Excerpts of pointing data
----------
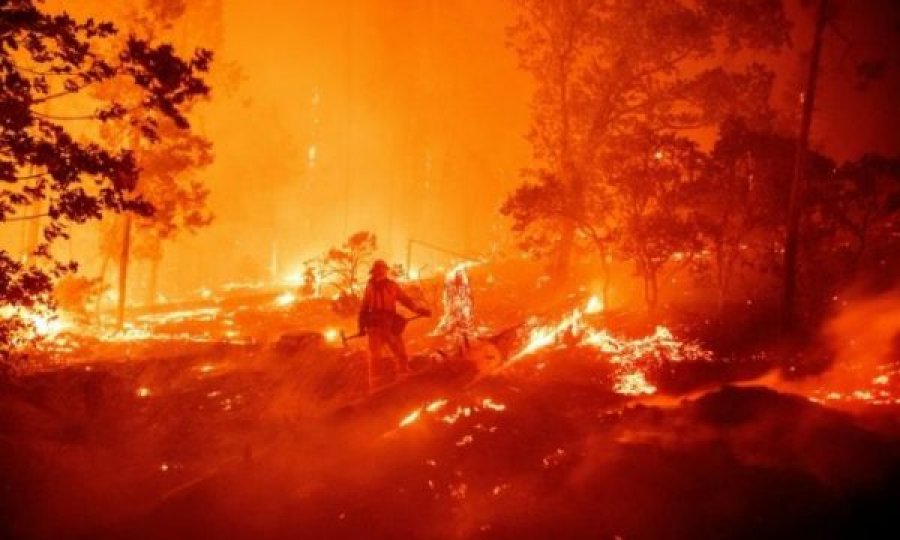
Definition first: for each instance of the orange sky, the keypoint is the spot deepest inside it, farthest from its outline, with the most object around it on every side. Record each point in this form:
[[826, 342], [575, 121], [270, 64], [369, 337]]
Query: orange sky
[[402, 117]]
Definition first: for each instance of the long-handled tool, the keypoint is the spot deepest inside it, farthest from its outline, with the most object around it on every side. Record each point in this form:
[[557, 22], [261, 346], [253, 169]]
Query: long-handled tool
[[402, 322]]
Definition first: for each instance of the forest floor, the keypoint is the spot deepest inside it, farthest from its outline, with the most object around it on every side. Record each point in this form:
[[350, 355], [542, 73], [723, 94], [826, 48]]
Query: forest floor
[[243, 438]]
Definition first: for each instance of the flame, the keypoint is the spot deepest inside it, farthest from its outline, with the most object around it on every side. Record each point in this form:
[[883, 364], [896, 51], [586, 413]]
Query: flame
[[595, 305], [411, 417], [286, 299], [629, 355], [435, 406], [458, 308], [331, 335]]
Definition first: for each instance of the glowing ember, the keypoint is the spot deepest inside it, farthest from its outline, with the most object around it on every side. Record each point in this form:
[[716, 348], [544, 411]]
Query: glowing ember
[[450, 418], [286, 299], [488, 403], [634, 384], [331, 335], [411, 417]]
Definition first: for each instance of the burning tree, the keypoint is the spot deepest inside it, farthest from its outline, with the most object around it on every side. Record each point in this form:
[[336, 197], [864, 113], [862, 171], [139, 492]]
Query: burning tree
[[50, 59], [344, 262], [740, 204]]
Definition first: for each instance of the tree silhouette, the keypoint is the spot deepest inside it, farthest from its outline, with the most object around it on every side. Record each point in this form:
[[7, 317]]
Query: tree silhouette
[[48, 59]]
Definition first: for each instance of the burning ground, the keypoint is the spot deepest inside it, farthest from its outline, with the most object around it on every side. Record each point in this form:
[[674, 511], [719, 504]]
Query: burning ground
[[559, 422]]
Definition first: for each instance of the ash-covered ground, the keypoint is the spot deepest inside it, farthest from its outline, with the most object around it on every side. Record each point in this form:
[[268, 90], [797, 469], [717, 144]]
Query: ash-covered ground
[[243, 438]]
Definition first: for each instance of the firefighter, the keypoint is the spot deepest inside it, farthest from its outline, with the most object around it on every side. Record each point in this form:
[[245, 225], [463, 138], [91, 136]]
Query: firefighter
[[379, 320]]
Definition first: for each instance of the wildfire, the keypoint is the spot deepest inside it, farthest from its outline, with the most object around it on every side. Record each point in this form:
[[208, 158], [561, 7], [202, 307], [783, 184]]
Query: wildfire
[[458, 317], [595, 305], [433, 407], [286, 299], [630, 356]]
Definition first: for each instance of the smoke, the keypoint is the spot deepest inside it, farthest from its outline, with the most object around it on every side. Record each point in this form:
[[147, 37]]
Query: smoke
[[865, 339]]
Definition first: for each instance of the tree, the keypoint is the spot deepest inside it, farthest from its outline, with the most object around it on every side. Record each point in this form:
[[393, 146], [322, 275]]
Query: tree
[[654, 177], [607, 69], [740, 204], [344, 262], [52, 58], [163, 179], [537, 204], [854, 210]]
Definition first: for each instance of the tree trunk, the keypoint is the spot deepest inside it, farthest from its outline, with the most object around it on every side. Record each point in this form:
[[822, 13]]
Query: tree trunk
[[124, 255], [607, 276], [798, 184], [154, 281], [103, 267]]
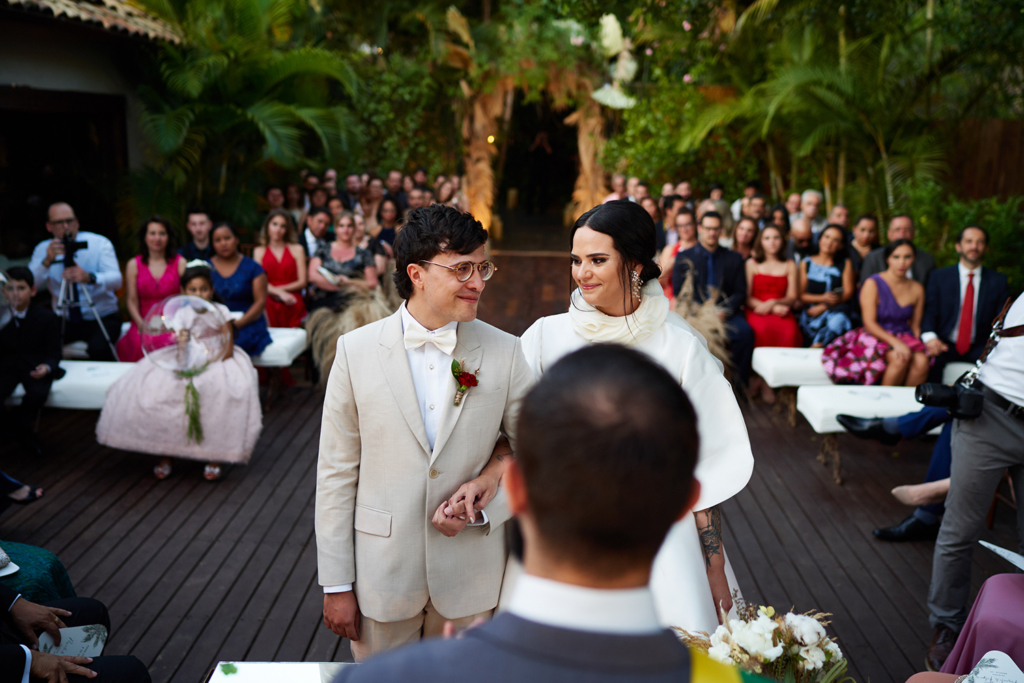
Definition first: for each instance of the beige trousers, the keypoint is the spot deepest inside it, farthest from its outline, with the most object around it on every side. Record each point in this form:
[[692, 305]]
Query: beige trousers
[[376, 637]]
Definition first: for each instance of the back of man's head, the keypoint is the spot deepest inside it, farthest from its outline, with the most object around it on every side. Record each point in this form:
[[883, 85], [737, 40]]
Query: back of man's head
[[606, 450]]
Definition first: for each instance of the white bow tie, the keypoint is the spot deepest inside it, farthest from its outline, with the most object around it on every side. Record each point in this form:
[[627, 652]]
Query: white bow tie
[[416, 337]]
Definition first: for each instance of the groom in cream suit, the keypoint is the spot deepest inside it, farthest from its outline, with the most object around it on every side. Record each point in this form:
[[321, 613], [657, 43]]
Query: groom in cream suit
[[394, 447]]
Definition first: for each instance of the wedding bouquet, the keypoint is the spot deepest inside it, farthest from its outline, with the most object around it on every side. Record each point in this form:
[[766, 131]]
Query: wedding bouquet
[[790, 648]]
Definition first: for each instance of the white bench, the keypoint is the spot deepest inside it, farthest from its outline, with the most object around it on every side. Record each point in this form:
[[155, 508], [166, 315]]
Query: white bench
[[287, 344], [83, 387], [821, 404]]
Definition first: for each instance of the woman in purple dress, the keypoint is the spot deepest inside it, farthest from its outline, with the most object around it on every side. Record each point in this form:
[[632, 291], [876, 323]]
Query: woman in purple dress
[[889, 345]]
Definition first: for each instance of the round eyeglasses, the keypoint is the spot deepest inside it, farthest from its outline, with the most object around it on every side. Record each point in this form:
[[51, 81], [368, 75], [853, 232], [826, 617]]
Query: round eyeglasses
[[463, 271]]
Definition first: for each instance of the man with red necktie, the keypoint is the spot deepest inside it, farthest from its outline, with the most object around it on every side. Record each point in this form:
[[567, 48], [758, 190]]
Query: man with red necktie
[[961, 303]]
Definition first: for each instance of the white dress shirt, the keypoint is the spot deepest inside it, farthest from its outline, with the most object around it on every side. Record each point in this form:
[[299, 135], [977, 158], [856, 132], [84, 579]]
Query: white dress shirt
[[1004, 370], [431, 371], [98, 258], [628, 611], [964, 272]]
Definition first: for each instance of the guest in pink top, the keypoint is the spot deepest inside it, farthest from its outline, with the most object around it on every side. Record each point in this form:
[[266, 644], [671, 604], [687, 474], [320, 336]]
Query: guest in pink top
[[150, 278]]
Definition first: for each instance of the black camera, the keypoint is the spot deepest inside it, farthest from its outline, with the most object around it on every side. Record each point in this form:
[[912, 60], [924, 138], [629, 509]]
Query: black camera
[[70, 248], [964, 402]]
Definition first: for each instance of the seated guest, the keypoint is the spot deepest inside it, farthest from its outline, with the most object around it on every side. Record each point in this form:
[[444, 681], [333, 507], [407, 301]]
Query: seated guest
[[350, 264], [285, 263], [686, 238], [95, 272], [900, 227], [801, 245], [840, 215], [889, 345], [743, 237], [771, 284], [316, 231], [961, 304], [826, 285], [24, 621], [810, 208], [719, 272], [387, 221], [779, 217], [229, 419], [241, 283], [199, 224], [30, 351], [865, 240], [151, 278], [583, 610], [380, 250]]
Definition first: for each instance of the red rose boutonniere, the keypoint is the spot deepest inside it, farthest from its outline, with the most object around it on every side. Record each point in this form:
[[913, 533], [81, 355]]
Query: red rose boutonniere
[[464, 379]]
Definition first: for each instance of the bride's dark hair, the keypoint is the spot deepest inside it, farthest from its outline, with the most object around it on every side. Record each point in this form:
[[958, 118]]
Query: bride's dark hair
[[632, 231]]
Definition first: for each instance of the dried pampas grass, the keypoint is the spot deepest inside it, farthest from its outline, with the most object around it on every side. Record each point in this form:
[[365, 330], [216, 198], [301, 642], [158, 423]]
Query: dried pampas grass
[[325, 326], [706, 317]]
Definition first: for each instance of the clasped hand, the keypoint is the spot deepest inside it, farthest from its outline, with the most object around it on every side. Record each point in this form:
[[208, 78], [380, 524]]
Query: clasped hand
[[453, 514]]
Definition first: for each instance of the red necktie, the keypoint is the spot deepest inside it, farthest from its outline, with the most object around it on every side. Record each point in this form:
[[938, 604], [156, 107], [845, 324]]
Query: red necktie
[[967, 318]]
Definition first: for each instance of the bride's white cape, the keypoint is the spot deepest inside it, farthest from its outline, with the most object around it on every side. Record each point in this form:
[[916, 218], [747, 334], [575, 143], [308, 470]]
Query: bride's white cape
[[725, 462]]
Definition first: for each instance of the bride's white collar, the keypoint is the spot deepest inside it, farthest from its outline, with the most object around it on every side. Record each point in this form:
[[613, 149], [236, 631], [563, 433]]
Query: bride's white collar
[[596, 327]]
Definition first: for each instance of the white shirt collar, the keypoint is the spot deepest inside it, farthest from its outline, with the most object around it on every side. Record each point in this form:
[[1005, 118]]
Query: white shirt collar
[[407, 319], [965, 270], [628, 611]]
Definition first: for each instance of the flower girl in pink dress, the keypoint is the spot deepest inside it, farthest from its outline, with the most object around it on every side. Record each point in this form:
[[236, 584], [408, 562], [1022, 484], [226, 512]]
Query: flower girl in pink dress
[[144, 410]]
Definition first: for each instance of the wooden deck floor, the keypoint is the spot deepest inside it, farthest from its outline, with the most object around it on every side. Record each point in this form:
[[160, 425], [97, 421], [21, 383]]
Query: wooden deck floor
[[194, 571]]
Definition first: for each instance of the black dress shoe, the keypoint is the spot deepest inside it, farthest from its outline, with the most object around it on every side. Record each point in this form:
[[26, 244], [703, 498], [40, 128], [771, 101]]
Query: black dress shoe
[[869, 428], [942, 645], [910, 528]]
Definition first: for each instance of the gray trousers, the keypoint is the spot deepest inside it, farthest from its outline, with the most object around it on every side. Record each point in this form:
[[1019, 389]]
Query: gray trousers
[[983, 449]]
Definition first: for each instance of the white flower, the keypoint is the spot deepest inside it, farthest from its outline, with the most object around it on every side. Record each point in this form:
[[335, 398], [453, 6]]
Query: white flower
[[814, 657], [756, 637], [806, 630], [721, 646], [832, 647], [611, 35]]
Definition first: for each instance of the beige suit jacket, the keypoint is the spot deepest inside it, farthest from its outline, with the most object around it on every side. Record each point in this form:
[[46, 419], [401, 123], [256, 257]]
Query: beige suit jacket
[[378, 482]]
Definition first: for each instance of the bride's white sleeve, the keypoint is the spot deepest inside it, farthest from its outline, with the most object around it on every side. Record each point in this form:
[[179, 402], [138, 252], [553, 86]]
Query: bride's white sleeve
[[725, 461], [532, 347]]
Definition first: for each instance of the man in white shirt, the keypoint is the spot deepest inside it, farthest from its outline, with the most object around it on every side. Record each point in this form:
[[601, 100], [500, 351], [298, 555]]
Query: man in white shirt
[[415, 408], [95, 272], [602, 424], [982, 450]]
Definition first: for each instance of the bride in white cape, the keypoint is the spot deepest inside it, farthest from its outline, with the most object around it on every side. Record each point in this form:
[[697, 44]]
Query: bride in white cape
[[620, 300]]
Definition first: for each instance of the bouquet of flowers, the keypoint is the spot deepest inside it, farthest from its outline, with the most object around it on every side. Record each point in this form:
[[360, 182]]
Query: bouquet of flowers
[[790, 648]]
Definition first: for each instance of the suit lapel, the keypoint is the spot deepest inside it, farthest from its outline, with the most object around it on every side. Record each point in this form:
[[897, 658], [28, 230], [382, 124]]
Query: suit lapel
[[399, 377], [470, 353]]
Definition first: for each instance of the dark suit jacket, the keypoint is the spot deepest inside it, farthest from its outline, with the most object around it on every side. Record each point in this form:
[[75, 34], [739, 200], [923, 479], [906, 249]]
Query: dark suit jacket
[[512, 649], [942, 302], [26, 343], [729, 275], [924, 264]]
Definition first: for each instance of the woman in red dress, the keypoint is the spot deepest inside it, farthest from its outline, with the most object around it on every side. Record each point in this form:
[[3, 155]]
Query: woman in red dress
[[771, 287], [285, 263]]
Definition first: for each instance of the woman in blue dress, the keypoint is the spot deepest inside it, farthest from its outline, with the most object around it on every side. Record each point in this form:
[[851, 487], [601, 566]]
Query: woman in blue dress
[[825, 286], [241, 283]]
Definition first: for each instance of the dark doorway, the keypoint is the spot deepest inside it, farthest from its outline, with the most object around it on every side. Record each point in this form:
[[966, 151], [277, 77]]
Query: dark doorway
[[541, 169], [55, 145]]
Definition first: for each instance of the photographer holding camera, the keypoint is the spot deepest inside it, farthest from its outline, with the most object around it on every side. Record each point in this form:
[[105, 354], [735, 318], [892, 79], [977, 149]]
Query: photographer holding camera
[[94, 274], [983, 447]]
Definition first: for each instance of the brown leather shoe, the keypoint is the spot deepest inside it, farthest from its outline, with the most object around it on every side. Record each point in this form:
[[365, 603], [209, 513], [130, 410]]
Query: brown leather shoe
[[942, 645]]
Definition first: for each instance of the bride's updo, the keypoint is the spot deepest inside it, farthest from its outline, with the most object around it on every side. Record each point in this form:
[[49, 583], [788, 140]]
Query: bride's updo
[[632, 230]]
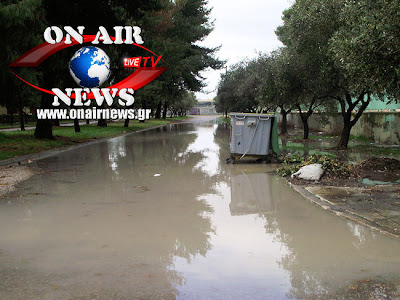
----------
▸ **WHAT THE TASK ASKS**:
Copy out the lines word for word, from the line with "Definition first: for each instance of the suit" up to and including the very last line above. Leave the pictures out.

▸ **ANSWER TO THE EXERCISE**:
Definition first: for each instance of the suit lapel, the keypoint is the spot deepest inside it, farthest from its outline, with the most object around it on every side. Record each point in this form:
[[897, 658], [28, 230], [382, 124]]
Query: suit lapel
[[399, 377], [470, 353]]
Definition first: for each instance of the dark suit jacket, the keypoint is the spot deepest inside it, farthest from its outline, with the most object around it on every side. Record each point in this form:
[[75, 34], [739, 200], [923, 479], [906, 249]]
Query: dark suit jacket
[[512, 649], [942, 302], [26, 343], [729, 275], [924, 264]]
Definition first: for each instance of the woman in red dress, the keypoint is the spot deepest inside it, farthest from its outline, with the most object around it on every side. Record each point in this form:
[[3, 155]]
Query: woman in red dress
[[771, 287], [285, 263]]
Definition first: for each instance of the woman in blue dress, the keypoint is the spot deepest inside it, farthest from its outline, with the most object around it on every side. Record each point in this form:
[[851, 487], [601, 566]]
Query: woman in blue dress
[[825, 286], [241, 283]]
Definition first: for each instance of the dark doorway, the keypoint is the spot deepest inside it, farthest from its outline, with the most object around it on every side. Record each point in this form:
[[966, 151], [277, 77]]
Query: dark doorway
[[541, 169], [55, 145]]
Definition first: for each instance of the photographer holding camera, the keypoint is the spot deepest inside it, farthest from its outline, with the most object around it on every side. Record each point in this form:
[[105, 354], [735, 318], [892, 79], [977, 149]]
Query: photographer holding camera
[[94, 274], [983, 447]]
Definition first: for each instance of the brown leather shoe, the keypoint is the spot deepest inside it, farthest from its outline, with the most object around it on every side. Record each point in this form:
[[365, 603], [209, 513], [130, 410]]
Query: brown leather shoe
[[942, 645]]
Definition first: for each instance of the bride's updo, the keypoint is the spot deepest inside it, farthest from its outline, with the most object around it on every side. Record each point in this form:
[[49, 583], [788, 140]]
Query: bride's updo
[[632, 230]]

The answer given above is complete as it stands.